Task goal:
Copy the data from the start through the line containing "positive clicks: (203, 429)", substituting "expected output" for "deliverable" and keeping everything else the same. Leave the pictures out.

Data extract:
|---|

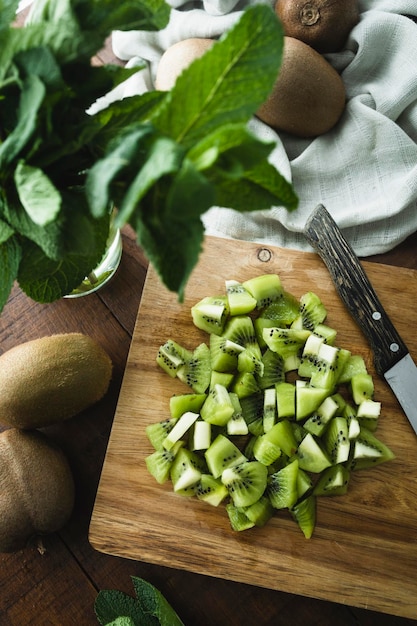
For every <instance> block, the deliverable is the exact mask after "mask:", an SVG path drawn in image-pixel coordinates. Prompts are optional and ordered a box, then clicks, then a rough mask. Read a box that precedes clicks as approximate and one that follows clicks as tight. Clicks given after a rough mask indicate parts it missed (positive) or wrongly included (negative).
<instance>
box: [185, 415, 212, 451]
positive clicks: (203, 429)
mask: <svg viewBox="0 0 417 626" xmlns="http://www.w3.org/2000/svg"><path fill="white" fill-rule="evenodd" d="M210 444H211V424H210V423H209V422H206V421H205V420H202V419H197V420H196V421H195V422H194V424H193V425H192V426H191V432H190V437H189V440H188V445H189V448H190V450H193V451H194V450H207V448H208V447H209V446H210Z"/></svg>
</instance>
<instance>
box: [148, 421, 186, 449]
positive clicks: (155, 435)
mask: <svg viewBox="0 0 417 626" xmlns="http://www.w3.org/2000/svg"><path fill="white" fill-rule="evenodd" d="M177 419H178V418H177V417H171V418H168V419H166V420H162V421H161V422H155V423H154V424H148V425H147V426H146V429H145V432H146V435H147V437H148V439H149V441H150V442H151V444H152V445H153V447H154V448H155V450H161V449H163V447H164V440H165V438H166V436H167V435H168V433H169V432H170V431H171V430H172V429H173V428H174V426H175V424H176V423H177Z"/></svg>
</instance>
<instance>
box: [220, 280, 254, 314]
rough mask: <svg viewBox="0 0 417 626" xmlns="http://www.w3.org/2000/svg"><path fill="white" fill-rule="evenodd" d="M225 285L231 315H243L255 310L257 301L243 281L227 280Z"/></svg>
mask: <svg viewBox="0 0 417 626" xmlns="http://www.w3.org/2000/svg"><path fill="white" fill-rule="evenodd" d="M225 285H226V295H227V301H228V304H229V312H230V315H243V314H245V313H250V312H251V311H253V309H254V308H255V307H256V305H257V302H256V300H255V298H254V297H253V296H252V295H251V294H250V293H249V291H248V290H247V289H246V288H245V287H244V286H243V285H242V283H239V282H238V281H237V280H226V283H225Z"/></svg>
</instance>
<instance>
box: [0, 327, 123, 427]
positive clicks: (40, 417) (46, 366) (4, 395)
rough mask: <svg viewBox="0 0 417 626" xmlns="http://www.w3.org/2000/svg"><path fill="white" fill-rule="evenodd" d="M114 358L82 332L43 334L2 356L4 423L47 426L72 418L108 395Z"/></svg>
mask: <svg viewBox="0 0 417 626" xmlns="http://www.w3.org/2000/svg"><path fill="white" fill-rule="evenodd" d="M111 376H112V362H111V359H110V357H109V355H108V354H107V353H106V352H105V350H104V349H103V348H102V347H101V346H100V345H99V344H98V343H97V342H96V341H95V340H94V339H93V338H91V337H89V336H87V335H84V334H82V333H65V334H58V335H50V336H47V337H41V338H39V339H34V340H32V341H28V342H25V343H22V344H20V345H17V346H15V347H14V348H11V349H10V350H8V351H7V352H4V353H3V354H2V355H1V356H0V389H1V393H0V423H2V424H3V425H5V426H8V427H16V428H28V429H32V428H42V427H44V426H49V425H51V424H55V423H58V422H61V421H63V420H66V419H69V418H71V417H73V416H75V415H77V414H78V413H81V412H82V411H84V410H85V409H86V408H88V407H89V406H91V405H93V404H95V403H96V402H98V400H100V399H101V398H102V397H103V396H104V394H105V393H106V391H107V389H108V386H109V384H110V380H111Z"/></svg>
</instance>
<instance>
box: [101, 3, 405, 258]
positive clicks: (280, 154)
mask: <svg viewBox="0 0 417 626" xmlns="http://www.w3.org/2000/svg"><path fill="white" fill-rule="evenodd" d="M257 1H266V2H269V3H270V4H271V6H272V3H273V1H274V0H240V1H239V0H203V1H200V0H195V1H193V2H183V0H169V2H170V5H171V6H172V11H171V17H170V22H169V24H168V26H167V27H166V28H165V29H164V30H162V31H160V32H156V33H149V32H143V31H142V32H141V31H130V32H119V31H116V32H114V33H113V36H112V45H113V51H114V53H115V54H116V56H117V57H119V58H120V59H122V60H124V61H127V62H128V63H127V65H128V66H129V67H130V66H135V65H137V64H138V62H141V61H143V60H144V61H146V63H147V67H146V69H144V70H142V71H140V72H138V73H137V74H136V75H134V76H132V77H130V78H129V79H128V80H127V81H126V82H125V83H123V84H122V85H121V86H119V87H118V88H117V89H116V90H115V91H114V92H112V93H111V94H107V95H106V96H105V97H104V98H103V101H102V102H101V103H97V106H99V107H101V106H104V105H105V103H106V102H109V101H110V100H112V99H115V98H123V97H126V96H129V95H132V94H136V93H143V92H144V91H147V90H151V89H153V88H154V84H153V81H154V78H155V74H156V69H157V66H158V62H159V59H160V57H161V55H162V54H163V53H164V51H165V50H166V49H167V48H168V47H169V46H170V45H172V44H174V43H176V42H178V41H180V40H183V39H186V38H188V37H210V38H216V37H218V36H220V35H221V34H222V33H224V32H225V31H227V30H228V29H230V27H231V26H233V24H235V23H236V21H237V20H238V19H239V17H240V15H241V11H242V10H243V9H244V8H245V7H246V6H248V5H249V4H253V3H254V2H257ZM359 9H360V20H359V23H358V24H357V25H356V26H355V27H354V28H353V29H352V31H351V33H350V35H349V38H348V40H347V42H346V44H345V47H344V49H343V50H342V51H340V52H337V53H332V54H327V55H325V57H326V59H327V60H328V61H329V62H330V63H331V64H332V65H333V66H334V67H335V68H336V70H337V71H338V72H339V73H340V74H341V76H342V79H343V81H344V84H345V87H346V94H347V103H346V107H345V110H344V113H343V115H342V118H341V119H340V121H339V123H338V124H337V125H336V127H335V128H334V129H332V130H331V131H330V132H328V133H326V134H325V135H322V136H320V137H317V138H314V139H300V138H297V137H294V136H291V135H289V134H286V133H276V132H275V131H274V130H272V129H271V128H269V127H268V126H267V125H266V124H264V123H263V122H261V121H260V120H258V119H257V118H254V119H253V120H251V122H250V128H251V130H252V132H253V133H254V134H256V135H257V136H259V137H260V138H264V139H268V140H271V139H272V140H274V141H275V142H276V148H275V149H274V151H273V153H272V154H271V157H270V160H271V162H272V163H273V164H274V165H276V167H277V168H278V169H279V171H280V172H281V173H282V174H283V175H284V176H285V177H286V178H287V179H288V180H290V181H292V183H293V185H294V189H295V191H296V193H297V195H298V196H299V207H298V208H297V210H296V211H293V212H288V211H287V210H286V209H285V208H284V207H272V208H271V209H269V210H265V211H259V212H258V211H253V212H250V213H239V212H237V211H234V210H232V209H227V208H222V207H213V208H211V209H210V210H209V211H208V212H207V213H206V214H205V215H204V216H203V222H204V226H205V229H206V234H209V235H216V236H223V237H229V238H235V239H244V240H248V241H254V242H259V243H263V244H269V245H277V246H282V247H289V248H295V249H301V250H311V247H310V245H309V243H308V242H307V241H306V240H305V238H304V236H303V228H304V225H305V222H306V220H307V218H308V216H309V215H310V213H311V211H312V210H313V209H314V208H315V206H316V205H317V204H318V203H322V204H324V205H325V206H326V208H327V209H328V211H329V212H330V213H331V214H332V215H333V217H334V219H335V220H336V221H337V223H338V224H339V226H340V227H341V229H342V231H343V232H344V234H345V236H346V237H347V238H348V240H349V241H350V243H351V244H352V246H353V248H354V250H355V251H356V253H357V254H358V255H360V256H368V255H372V254H377V253H382V252H386V251H388V250H390V249H391V248H393V247H395V246H396V245H397V244H399V243H400V242H401V241H403V240H404V239H405V238H406V237H407V236H408V235H410V234H411V233H413V232H414V231H416V230H417V24H416V23H415V22H414V21H413V19H411V18H417V2H416V0H360V1H359Z"/></svg>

|---|

Reply to the exercise:
For every <instance> block, the expected output is the exact mask after "mask:", an SVG path drawn in image-pixel coordinates. Prompts are optional and ordered a box, then clicks, then a rough mask. Read a box that precedes clicks as approximate and one that follows clicks as tight. Clicks given after a rough mask indicate parts it missed (positive) or wrongly included (negative).
<instance>
box: [185, 415, 212, 451]
positive clicks: (203, 429)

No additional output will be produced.